= Required actions =
• 1. Check each statement below against the Soused review and answer yes or no, quoting the deciding words: (a) Soused has five songs. (b) Walker took part in the recording sessions for Monoliths & Dimensions. (c) "Brando" runs nearly nine minutes.
• 2. Please copy out the rows, starting at the line that has "trace target=gray t-shirt" and stopping after the line that has "[[[541,432],[651,433],[651,164],[563,227],[535,312]]]".

= Text passage =
==========

And a beating would apparently do us good.

Gregory Adams 23 Oct 2014TheTyee.ca

Gregory Adams is a regular contributor to The Tyee.

Though the official announcement of Scott Walker and Sunn O)))'s new Soused LP came just a few months ago, the prospect of an epic and probably insane collaboration between the '60s pop prince-turned-experimental sound auteur and the speaker-blasting American drone metal outfit has been dangling for some time now.

Originally, gloomsmiths Sunn O))) (Greg Anderson and Stephen O’Malley) had asked Walker to take part in the recording sessions for their 2009 effort, Monoliths & Dimensions, but he had to decline. The vocalist's 2012 effort Bish Bosch, however, featured overpowering, paint-peeling waves of sustained fuzz-bass work akin to Sunn on tracks like "Corps De Blah," perhaps planting a seed to reconnect with the outfit.

Finally plucked from the conceptual abyss, the five-song Soused submerges listeners into a darkened soundscape of avant garde arrangements, ear-blistering guitar noise and the unsettling presence of Walker's wavering vocals.

Despite this, the first few notes of "Brando" come out surprisingly sunny. Sounding something like an inverted mash-up of Snow White's "Some Day My Prince Will Come" and Guns N' Roses' "Sweet Child O' Mine," the mix of Walker's quasi-operatic vocals, a shimmering bed of electronics and golden guitar god licks make for one of the most pleasant introductions to an LP this year. From there, though, things get, well... a little freaky.

The rest of the nearly nine-minute composition is filled with ominous, overbearing bass and the most satanic wind instrument sounds this side of a Krzysztof Komeda score. This is only intensified by Walker's quivered out confession that "a beating would do me a world of good," which pairs nicely with the steady, punitive crack of a bullwhip. An interview had the vocalist confessing that the lyrics reference the multiple on-screen beatings Marlon Brando endured in his movie career.

==========

= Listed records =
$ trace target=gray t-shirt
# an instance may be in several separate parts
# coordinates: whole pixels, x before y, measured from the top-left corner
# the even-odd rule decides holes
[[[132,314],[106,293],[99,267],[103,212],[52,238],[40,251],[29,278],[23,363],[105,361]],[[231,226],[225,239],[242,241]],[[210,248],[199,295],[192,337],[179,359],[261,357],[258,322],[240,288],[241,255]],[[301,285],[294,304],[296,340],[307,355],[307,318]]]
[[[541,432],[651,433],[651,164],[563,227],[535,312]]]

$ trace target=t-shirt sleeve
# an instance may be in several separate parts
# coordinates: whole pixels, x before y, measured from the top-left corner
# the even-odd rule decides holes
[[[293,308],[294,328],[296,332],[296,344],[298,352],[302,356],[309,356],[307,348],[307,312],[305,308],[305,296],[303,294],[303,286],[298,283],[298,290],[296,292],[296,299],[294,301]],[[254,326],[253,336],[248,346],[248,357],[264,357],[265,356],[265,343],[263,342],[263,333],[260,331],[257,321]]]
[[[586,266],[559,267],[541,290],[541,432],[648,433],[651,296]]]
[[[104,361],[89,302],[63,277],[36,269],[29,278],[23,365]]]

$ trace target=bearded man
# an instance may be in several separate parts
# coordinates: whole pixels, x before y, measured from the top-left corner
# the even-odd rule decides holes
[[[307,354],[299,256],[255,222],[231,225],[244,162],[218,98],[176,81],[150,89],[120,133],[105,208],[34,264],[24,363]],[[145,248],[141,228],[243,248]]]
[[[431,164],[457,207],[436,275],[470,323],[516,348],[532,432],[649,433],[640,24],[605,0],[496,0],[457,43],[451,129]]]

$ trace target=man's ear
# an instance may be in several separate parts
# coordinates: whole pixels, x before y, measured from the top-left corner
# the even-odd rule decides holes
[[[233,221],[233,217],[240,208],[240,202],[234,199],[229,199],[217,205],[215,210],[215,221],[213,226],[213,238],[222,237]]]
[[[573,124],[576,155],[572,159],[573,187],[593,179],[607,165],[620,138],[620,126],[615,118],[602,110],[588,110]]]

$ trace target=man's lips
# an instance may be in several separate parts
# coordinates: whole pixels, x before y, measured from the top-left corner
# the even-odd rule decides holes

==========

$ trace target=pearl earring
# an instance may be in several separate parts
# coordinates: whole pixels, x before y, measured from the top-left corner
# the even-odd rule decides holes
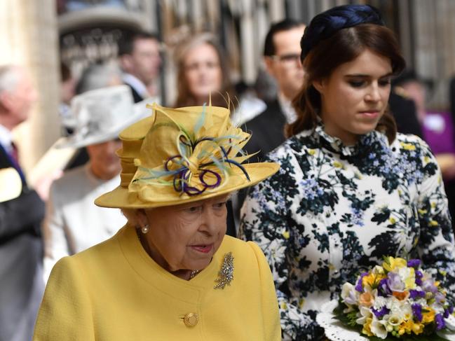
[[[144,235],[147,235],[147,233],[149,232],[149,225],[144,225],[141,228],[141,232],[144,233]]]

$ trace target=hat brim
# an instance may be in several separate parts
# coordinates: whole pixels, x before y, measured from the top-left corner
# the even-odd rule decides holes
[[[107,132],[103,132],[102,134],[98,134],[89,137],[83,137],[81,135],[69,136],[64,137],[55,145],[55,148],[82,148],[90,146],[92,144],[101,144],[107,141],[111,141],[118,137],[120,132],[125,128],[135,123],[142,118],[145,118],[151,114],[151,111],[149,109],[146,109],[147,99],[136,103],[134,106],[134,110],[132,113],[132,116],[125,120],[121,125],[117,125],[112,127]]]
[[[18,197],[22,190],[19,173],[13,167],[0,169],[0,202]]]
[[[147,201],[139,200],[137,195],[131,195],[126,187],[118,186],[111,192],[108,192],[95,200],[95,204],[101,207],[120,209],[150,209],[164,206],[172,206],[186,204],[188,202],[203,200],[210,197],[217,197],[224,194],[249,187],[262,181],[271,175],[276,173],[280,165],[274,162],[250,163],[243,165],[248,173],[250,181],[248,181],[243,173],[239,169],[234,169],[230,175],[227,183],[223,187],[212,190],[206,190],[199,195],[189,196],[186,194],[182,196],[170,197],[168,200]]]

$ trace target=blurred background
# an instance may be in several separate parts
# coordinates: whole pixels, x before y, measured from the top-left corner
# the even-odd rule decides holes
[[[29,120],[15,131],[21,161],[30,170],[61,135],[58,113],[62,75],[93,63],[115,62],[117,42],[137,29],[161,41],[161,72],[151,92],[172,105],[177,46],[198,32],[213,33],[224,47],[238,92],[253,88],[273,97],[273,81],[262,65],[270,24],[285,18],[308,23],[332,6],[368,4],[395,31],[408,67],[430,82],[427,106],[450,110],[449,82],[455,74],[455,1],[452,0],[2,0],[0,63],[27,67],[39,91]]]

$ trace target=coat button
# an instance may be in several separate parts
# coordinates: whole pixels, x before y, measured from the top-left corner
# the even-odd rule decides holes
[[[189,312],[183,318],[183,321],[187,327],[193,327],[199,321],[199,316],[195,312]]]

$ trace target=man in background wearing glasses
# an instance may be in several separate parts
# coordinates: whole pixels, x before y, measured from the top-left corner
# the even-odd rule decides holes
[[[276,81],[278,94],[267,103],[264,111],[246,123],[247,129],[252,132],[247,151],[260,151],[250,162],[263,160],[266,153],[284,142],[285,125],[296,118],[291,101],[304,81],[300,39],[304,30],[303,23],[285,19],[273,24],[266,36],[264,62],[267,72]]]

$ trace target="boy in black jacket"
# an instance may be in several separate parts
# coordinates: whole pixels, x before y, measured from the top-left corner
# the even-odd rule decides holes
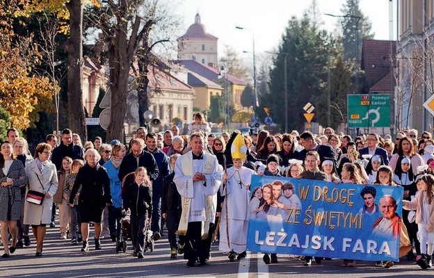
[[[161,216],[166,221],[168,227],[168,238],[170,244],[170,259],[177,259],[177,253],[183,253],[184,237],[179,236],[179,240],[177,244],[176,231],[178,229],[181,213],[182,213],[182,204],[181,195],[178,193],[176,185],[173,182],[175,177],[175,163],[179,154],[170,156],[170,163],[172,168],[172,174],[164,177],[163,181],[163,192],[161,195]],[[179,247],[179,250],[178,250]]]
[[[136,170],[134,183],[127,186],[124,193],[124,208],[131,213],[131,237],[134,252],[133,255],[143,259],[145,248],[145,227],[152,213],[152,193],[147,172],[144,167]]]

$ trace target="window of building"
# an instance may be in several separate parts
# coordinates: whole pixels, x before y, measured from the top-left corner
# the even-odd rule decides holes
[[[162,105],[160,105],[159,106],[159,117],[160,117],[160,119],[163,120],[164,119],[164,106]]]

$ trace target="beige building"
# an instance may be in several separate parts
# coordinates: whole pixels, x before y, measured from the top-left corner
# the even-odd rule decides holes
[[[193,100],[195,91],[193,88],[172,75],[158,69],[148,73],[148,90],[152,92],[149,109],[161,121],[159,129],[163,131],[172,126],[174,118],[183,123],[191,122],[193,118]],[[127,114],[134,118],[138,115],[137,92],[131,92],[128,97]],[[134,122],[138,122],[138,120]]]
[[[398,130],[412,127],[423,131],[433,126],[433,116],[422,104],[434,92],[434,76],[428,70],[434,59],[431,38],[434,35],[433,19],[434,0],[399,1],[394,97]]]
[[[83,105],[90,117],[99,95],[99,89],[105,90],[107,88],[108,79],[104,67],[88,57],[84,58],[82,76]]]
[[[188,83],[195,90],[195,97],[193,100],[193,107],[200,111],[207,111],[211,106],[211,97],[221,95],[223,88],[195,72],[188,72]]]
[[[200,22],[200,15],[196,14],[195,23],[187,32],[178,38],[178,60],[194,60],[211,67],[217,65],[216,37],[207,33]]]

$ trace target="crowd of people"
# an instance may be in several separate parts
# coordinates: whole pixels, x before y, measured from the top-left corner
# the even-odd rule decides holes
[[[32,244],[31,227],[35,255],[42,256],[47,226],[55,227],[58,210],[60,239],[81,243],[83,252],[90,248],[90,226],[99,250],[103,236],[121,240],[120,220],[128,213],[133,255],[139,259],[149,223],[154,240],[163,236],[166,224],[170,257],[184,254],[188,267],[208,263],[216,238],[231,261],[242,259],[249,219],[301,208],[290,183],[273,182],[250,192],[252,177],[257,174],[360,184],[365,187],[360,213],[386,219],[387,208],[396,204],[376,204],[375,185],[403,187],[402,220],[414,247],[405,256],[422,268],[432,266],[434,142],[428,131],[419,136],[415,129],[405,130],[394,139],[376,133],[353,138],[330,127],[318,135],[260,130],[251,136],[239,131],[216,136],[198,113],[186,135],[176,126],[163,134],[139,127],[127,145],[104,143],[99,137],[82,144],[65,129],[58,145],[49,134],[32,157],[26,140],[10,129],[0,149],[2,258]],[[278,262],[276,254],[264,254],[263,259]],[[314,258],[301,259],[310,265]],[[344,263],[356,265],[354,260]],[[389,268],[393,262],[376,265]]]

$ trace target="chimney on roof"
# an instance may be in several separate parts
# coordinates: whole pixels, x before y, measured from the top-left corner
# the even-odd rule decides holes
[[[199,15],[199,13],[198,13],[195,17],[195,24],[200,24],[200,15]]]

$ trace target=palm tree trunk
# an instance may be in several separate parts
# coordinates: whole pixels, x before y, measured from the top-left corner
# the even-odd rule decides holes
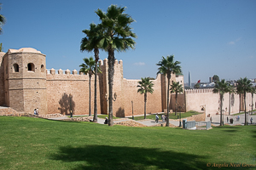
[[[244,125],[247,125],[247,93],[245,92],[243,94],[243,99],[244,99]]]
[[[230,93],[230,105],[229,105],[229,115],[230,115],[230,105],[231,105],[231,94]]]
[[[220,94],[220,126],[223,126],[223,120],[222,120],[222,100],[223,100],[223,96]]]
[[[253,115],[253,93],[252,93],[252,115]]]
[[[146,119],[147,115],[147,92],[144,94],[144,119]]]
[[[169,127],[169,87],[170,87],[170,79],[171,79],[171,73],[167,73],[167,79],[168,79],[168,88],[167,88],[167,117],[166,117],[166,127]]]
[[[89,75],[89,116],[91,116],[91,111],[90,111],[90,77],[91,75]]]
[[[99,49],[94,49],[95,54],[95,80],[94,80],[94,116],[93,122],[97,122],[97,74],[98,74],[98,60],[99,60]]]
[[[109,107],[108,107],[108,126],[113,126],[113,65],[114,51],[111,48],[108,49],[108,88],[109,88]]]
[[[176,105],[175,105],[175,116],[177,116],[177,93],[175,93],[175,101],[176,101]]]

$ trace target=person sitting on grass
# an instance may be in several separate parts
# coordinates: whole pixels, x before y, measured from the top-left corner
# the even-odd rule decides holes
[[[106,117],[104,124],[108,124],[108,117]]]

==========

= Written answers =
• 1.
(a) Yes: "the five-song Soused"
(b) No: "but he had to decline"
(c) Yes: "The rest of the nearly nine-minute composition"

• 2.
$ trace target=gray t-shirt
# an instance may be in several separate parts
# coordinates: whole pixels, x before y, measured from the top-left corner
# the even-odd rule decides holes
[[[132,314],[106,293],[99,267],[103,212],[52,238],[40,251],[29,278],[23,363],[105,361]],[[231,226],[225,239],[242,241]],[[210,248],[199,295],[192,337],[179,359],[261,357],[258,322],[240,288],[241,255]],[[301,285],[294,304],[296,340],[307,355],[307,318]]]
[[[541,432],[651,433],[651,164],[563,227],[535,312]]]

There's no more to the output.